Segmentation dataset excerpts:
☆ ☆ ☆

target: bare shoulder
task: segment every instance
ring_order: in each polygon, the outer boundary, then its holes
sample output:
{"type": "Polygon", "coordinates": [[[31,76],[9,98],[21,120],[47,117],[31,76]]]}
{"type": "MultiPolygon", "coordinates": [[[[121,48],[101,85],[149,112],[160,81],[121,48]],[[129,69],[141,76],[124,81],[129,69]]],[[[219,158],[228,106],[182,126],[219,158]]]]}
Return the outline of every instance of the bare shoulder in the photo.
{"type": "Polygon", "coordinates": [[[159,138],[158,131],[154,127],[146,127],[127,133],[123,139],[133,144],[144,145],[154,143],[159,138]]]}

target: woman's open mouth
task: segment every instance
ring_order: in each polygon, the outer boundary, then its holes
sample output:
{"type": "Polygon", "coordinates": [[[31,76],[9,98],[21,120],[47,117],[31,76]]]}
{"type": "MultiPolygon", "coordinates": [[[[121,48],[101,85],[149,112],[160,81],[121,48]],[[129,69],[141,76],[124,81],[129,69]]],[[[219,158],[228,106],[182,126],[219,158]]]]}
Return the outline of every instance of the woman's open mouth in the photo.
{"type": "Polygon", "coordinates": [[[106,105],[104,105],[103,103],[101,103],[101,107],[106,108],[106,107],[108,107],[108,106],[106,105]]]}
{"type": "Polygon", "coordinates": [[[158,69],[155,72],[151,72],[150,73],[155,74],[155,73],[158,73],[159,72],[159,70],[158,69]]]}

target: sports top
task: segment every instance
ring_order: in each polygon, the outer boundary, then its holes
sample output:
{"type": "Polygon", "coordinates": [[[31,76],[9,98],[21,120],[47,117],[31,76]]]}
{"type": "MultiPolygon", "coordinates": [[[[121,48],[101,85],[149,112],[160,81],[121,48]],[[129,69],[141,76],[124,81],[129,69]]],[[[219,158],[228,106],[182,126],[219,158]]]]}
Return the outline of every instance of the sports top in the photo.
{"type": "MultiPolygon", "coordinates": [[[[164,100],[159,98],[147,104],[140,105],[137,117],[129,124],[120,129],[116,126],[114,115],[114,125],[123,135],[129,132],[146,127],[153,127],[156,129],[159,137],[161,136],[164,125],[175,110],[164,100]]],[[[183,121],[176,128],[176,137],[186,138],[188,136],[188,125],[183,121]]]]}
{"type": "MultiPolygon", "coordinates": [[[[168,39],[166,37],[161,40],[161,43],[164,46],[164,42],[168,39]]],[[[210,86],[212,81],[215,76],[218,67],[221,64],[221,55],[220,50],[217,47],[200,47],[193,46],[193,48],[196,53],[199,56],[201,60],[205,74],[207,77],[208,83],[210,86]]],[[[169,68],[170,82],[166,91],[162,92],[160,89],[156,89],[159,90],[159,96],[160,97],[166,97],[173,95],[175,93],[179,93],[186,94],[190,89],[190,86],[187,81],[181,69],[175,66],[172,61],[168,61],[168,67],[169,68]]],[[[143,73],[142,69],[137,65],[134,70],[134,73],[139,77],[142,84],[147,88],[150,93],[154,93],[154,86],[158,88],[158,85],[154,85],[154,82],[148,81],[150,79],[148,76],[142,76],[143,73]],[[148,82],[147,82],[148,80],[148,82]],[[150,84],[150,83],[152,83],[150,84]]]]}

☆ ☆ ☆

Take the lines above and retype all of them exactly.

target: bare shoulder
task: segment every instance
ring_order: in each polygon, the outer boundary, then its holes
sample output:
{"type": "Polygon", "coordinates": [[[31,76],[9,98],[21,120],[47,117],[31,76]]]}
{"type": "MultiPolygon", "coordinates": [[[[121,48],[101,85],[149,112],[160,81],[121,48]],[[129,69],[141,76],[124,81],[129,69]]],[[[219,158],[228,106],[182,126],[219,158]]]]}
Return the outline of every instance of the bare shoulder in the photo.
{"type": "Polygon", "coordinates": [[[159,138],[158,131],[154,127],[146,127],[127,133],[123,139],[133,144],[144,145],[154,143],[159,138]]]}

target: woman's open mouth
task: segment every instance
ring_order: in each polygon, the outer boundary, then its holes
sample output:
{"type": "Polygon", "coordinates": [[[31,76],[9,98],[21,120],[47,117],[31,76]]]}
{"type": "MultiPolygon", "coordinates": [[[[121,48],[101,85],[149,112],[160,81],[121,48]],[[129,69],[141,76],[124,81],[129,69]]],[[[219,158],[228,106],[182,126],[219,158]]]]}
Return the outline of every instance of the woman's open mouth in the photo.
{"type": "Polygon", "coordinates": [[[106,105],[104,105],[103,103],[101,103],[101,107],[106,108],[106,107],[108,107],[108,106],[106,105]]]}
{"type": "Polygon", "coordinates": [[[158,69],[155,72],[151,72],[150,73],[155,74],[155,73],[158,73],[159,72],[159,70],[158,69]]]}

target: sports top
task: segment every instance
ring_order: in each polygon, the outer boundary, then its holes
sample output:
{"type": "Polygon", "coordinates": [[[31,76],[9,98],[21,120],[47,117],[31,76]]]}
{"type": "MultiPolygon", "coordinates": [[[[121,48],[101,85],[149,112],[160,81],[121,48]],[[129,69],[141,76],[124,81],[129,69]]],[[[219,158],[228,106],[182,126],[219,158]]]]}
Return the outline of every instance of the sports top in the photo.
{"type": "MultiPolygon", "coordinates": [[[[164,100],[159,98],[147,104],[140,105],[137,117],[129,124],[120,129],[116,126],[114,115],[114,125],[123,135],[129,132],[146,127],[153,127],[156,129],[159,137],[161,136],[164,125],[175,110],[164,100]]],[[[183,121],[176,128],[176,137],[186,138],[188,136],[188,125],[183,121]]]]}
{"type": "MultiPolygon", "coordinates": [[[[168,39],[166,37],[161,40],[161,43],[164,46],[164,42],[168,39]]],[[[210,86],[212,81],[215,76],[218,67],[221,64],[221,55],[220,50],[217,47],[200,47],[193,46],[193,48],[196,53],[199,56],[201,60],[205,74],[207,77],[208,83],[210,86]]],[[[169,68],[170,82],[166,91],[162,92],[160,89],[156,89],[159,90],[159,96],[160,97],[166,97],[173,95],[175,93],[179,93],[186,94],[190,89],[190,86],[187,81],[181,69],[175,66],[172,61],[168,61],[168,67],[169,68]]],[[[143,73],[142,69],[137,65],[134,70],[134,73],[139,77],[142,84],[147,88],[150,93],[154,93],[154,86],[158,88],[158,85],[154,85],[154,82],[148,81],[150,79],[148,76],[142,76],[143,73]],[[148,82],[147,82],[148,80],[148,82]],[[150,84],[150,83],[152,83],[150,84]]]]}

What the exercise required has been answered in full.